» **TASK 1**:
List the systems that the passage on nature and climate change says need systemic changes in order to limit global warming to 1.5°C.
» **TASK 2**:
Answer these questions from the passage on nature and climate change, giving each answer on its own line with the matching letter.
(a) Which temperature target was adopted under the Paris Agreement?
(b) Where was the new report launched?
(c) Which three activities does the passage call currently central to human existence?
» **TASK 3**:
Pick up the passage on nature and climate change after its last sentence and continue it in the same voice.

» **PASSAGE SHOWN**:

Nature is essential to humanity. From the frozen polar regions and mountains, forests and grasslands, to oceans, rivers and wetlands, the earth’s ecosystems provide the keys to our existence, as well as habitats for the millions of plant and animal species with which we share this planet. Nature provides us with food, energy, medicines, and genetic resources. We rely on it for fresh air, clean water and healthy soils, and for protection against floods and storms. The landscapes where we make our homes provide spiritual inspiration and form the basis of our cultural identities. The land, the oceans and the world’s frozen places help regulate our climate.
Yet climate change is having irreversible impacts on nature. Frozen landscapes are melting, forests are burning, and coral reefs are dying — and the impacts are expected to get worse as temperatures rise to 1.5°C and beyond. Many of the activities that are currently central to human existence — agriculture, travel and energy — are directly driving the destruction of nature and contributing to climate change by unlocking the stores of carbon sequestered in the earth’s soil and vegetation. The loss, degradation and conversion of these landscapes is having a catastrophic impact on the plants and animals with which we share this planet.
The rapid deterioration of biodiversity and ecosystems that we are witnessing today underscores the fact that, for too long, nature has been a peripheral part of the climate conversation.
Nature is a critical ally in the fight against climate change. To have a chance of meeting the 1.5°C target adopted under the Paris Agreement, we need an energy system that is based upon sustainable renewable technology, to transform how we travel and what we eat — but that is not enough. We also need to put nature at the heart of our decision-making, and to usher in a future of healthy forests, clean water and vibrant oceans.
That’s why today at COP25 in Madrid we launched a new report, Climate, Nature and our 1.5°C Future. It connects the findings from four major recent scientific reports by the Intergovernmental Panel on Climate Change (IPCC) and the Intergovernmental Panel on Biodiversity and Ecosystem Services (IPBES). Between them, these reports highlight the systemic changes needed across energy, land (food and natural systems), urban and infrastructure (including transport and buildings), and industrial systems in order to limit global warming to 1.5°C, as well as drawing attention to the fundamental connections between nature and humanity.

» **GIVEN ENTRIES**:
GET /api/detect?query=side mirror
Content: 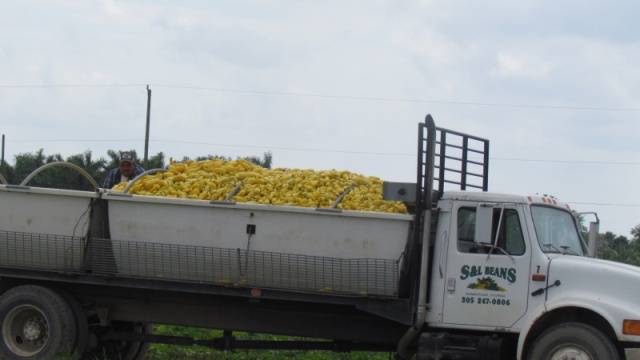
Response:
[578,212,600,258]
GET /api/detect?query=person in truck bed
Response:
[102,151,145,189]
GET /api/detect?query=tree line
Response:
[0,149,272,191]
[0,149,640,266]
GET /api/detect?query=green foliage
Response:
[0,149,273,191]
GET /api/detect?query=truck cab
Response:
[426,191,640,359]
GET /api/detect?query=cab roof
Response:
[441,191,571,210]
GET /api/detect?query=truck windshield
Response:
[531,206,585,256]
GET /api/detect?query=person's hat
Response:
[120,151,133,164]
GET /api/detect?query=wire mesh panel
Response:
[0,231,85,272]
[91,239,398,297]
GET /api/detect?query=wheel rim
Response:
[2,305,49,357]
[549,344,593,360]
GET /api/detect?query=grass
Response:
[147,325,394,360]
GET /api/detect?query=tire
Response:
[82,321,153,360]
[58,291,89,356]
[527,323,620,360]
[0,285,76,359]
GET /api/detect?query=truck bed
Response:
[0,185,413,298]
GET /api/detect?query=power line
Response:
[562,200,640,207]
[7,139,640,165]
[0,84,640,112]
[153,84,640,112]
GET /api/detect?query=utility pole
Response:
[0,134,4,175]
[144,84,151,170]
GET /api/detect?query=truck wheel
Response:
[0,285,76,359]
[527,323,620,360]
[83,321,153,360]
[58,291,89,355]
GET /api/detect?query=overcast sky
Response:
[0,0,640,237]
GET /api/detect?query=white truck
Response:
[0,115,640,360]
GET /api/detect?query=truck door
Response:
[442,204,531,328]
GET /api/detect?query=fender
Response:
[518,255,640,359]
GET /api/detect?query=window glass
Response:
[458,207,525,255]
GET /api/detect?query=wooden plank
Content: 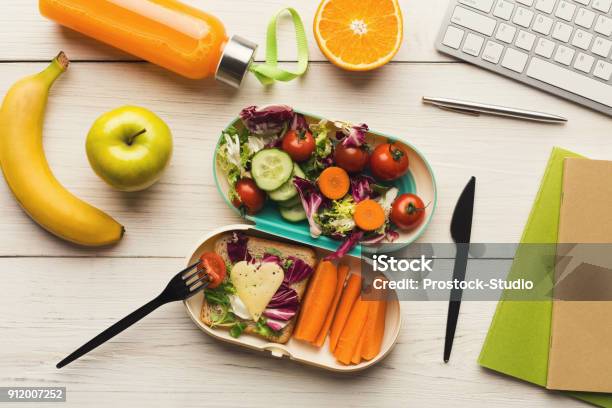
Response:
[0,259,581,408]
[0,63,612,257]
[0,0,450,61]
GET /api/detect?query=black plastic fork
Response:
[56,261,210,368]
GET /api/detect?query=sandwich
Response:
[200,232,317,344]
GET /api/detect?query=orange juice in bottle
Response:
[39,0,257,86]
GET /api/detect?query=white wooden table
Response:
[0,0,612,407]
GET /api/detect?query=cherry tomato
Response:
[232,178,266,215]
[334,144,370,173]
[198,252,227,289]
[370,143,408,181]
[391,194,426,231]
[283,130,315,163]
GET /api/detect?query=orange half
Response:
[314,0,403,71]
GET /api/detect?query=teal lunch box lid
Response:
[213,109,437,257]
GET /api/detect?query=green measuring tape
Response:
[249,7,308,85]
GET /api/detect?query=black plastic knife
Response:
[444,177,476,363]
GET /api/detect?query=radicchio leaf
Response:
[361,234,385,245]
[227,232,253,264]
[240,105,294,136]
[351,175,376,203]
[261,253,286,266]
[293,177,323,238]
[263,283,300,331]
[266,317,289,331]
[291,113,308,133]
[284,256,313,285]
[325,230,363,261]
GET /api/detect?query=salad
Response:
[217,105,426,259]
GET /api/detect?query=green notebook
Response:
[478,148,612,408]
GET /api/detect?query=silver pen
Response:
[423,96,567,123]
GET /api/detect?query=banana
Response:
[0,52,125,247]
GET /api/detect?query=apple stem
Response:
[127,129,147,146]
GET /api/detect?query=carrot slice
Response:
[334,298,371,364]
[353,199,385,231]
[313,265,349,347]
[361,300,387,360]
[351,330,372,364]
[319,166,351,200]
[294,261,338,342]
[329,274,361,353]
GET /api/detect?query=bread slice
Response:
[200,232,317,344]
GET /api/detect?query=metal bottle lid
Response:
[215,35,257,88]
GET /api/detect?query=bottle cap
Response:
[215,35,257,88]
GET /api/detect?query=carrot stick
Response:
[314,265,349,347]
[353,199,386,231]
[361,300,387,360]
[351,330,372,364]
[294,261,338,342]
[334,298,370,364]
[318,166,351,200]
[329,274,361,353]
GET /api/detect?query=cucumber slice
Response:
[251,149,293,191]
[277,194,302,208]
[269,163,306,201]
[278,204,306,222]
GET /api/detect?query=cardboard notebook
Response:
[478,148,612,408]
[547,159,612,392]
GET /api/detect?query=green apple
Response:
[85,106,172,191]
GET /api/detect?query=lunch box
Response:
[185,111,437,373]
[213,110,437,256]
[185,224,402,373]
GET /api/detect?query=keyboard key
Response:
[463,33,484,57]
[514,30,535,51]
[553,21,573,42]
[555,45,576,65]
[502,48,529,73]
[451,7,497,37]
[535,38,555,58]
[482,40,504,64]
[536,0,557,14]
[591,0,612,13]
[595,16,612,37]
[495,23,516,44]
[575,8,595,28]
[532,14,553,35]
[459,0,493,13]
[572,29,593,50]
[593,61,612,81]
[512,7,533,28]
[527,57,612,107]
[574,52,595,74]
[555,0,576,21]
[442,26,465,49]
[493,0,514,20]
[591,37,612,58]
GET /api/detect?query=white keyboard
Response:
[436,0,612,116]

» **WRITTEN RESPONSE 1**:
- Energy
- Land (food and natural systems)
- Urban and infrastructure (including transport and buildings)
- Industrial systems

» **WRITTEN RESPONSE 2**:
(a) 1.5°C
(b) At COP25 in Madrid
(c) Agriculture, travel and energy

» **WRITTEN RESPONSE 3**:
Although not a negotiations topic, nature is forming a lot of conversations at this year’s COP25, and we’re seeing over 100 events on its invaluable role in tackling climate change alongside the major solutions including leaving fossil fuels firmly in the ground and cutting global greenhouse emissions to meet the Paris Agreement 1.5°C target. The outcome of these discussions will be key to the signal this COP25 sends to the world on raising ambition and addressing the climate crisis.
The impacts to nature described in these reports are playing out in real life. In August, more than 30,000 fire outbreaks were detected in the Amazon rainforest, with devastating impacts on the people and wildlife that live there. Hawaii recently suffered its third major coral bleaching event in six years. In February, the Australian government confirmed that climate change had claimed its first mammal extinction, the Bramble Cay melomys, a small rodent that lived only on a small island off Australia that was unable to survive the habitat loss resulting from rising sea levels.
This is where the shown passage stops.